Task item: Extract the text of every entry below exactly; leave images out.

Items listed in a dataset

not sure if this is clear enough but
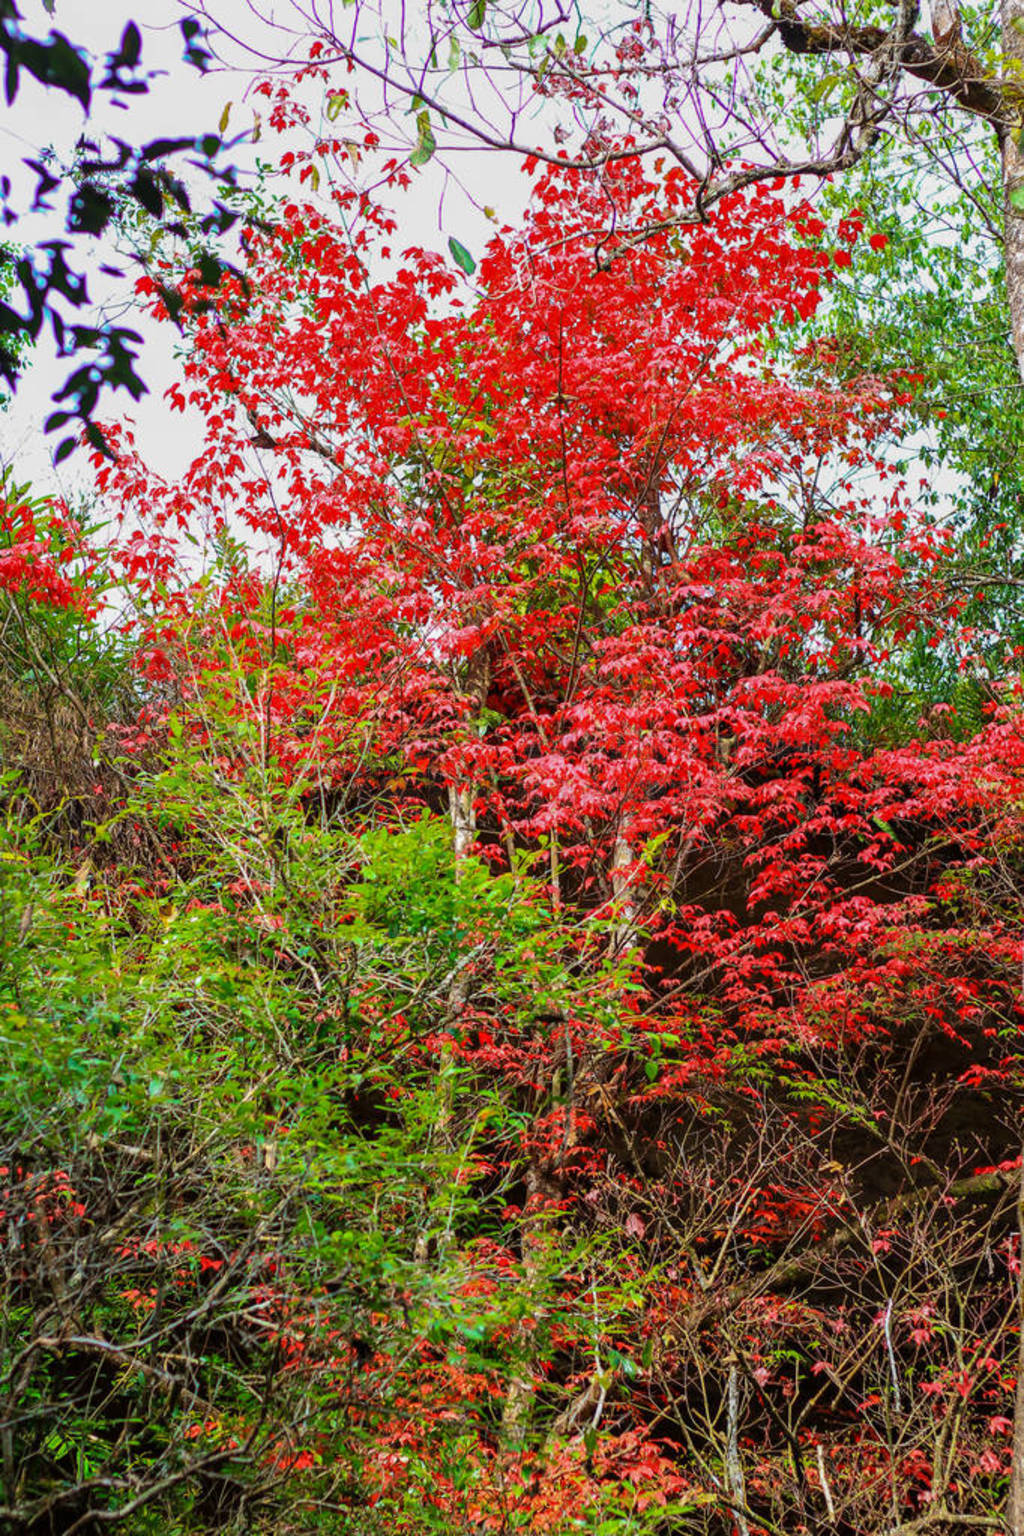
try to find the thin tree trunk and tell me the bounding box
[445,642,491,1011]
[1003,0,1024,1478]
[435,779,476,1131]
[1008,1164,1024,1536]
[443,657,490,1057]
[726,1360,751,1536]
[414,646,491,1263]
[1001,0,1024,383]
[501,1163,560,1446]
[609,822,637,957]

Expected answer:
not sure if this is clear enough but
try to find the thin tree trunk and tell me the bounding box
[445,642,491,1011]
[1003,0,1024,1478]
[435,779,476,1131]
[1008,1164,1024,1536]
[443,657,490,1057]
[726,1360,751,1536]
[414,646,491,1263]
[1001,0,1024,383]
[501,1163,560,1446]
[609,822,637,957]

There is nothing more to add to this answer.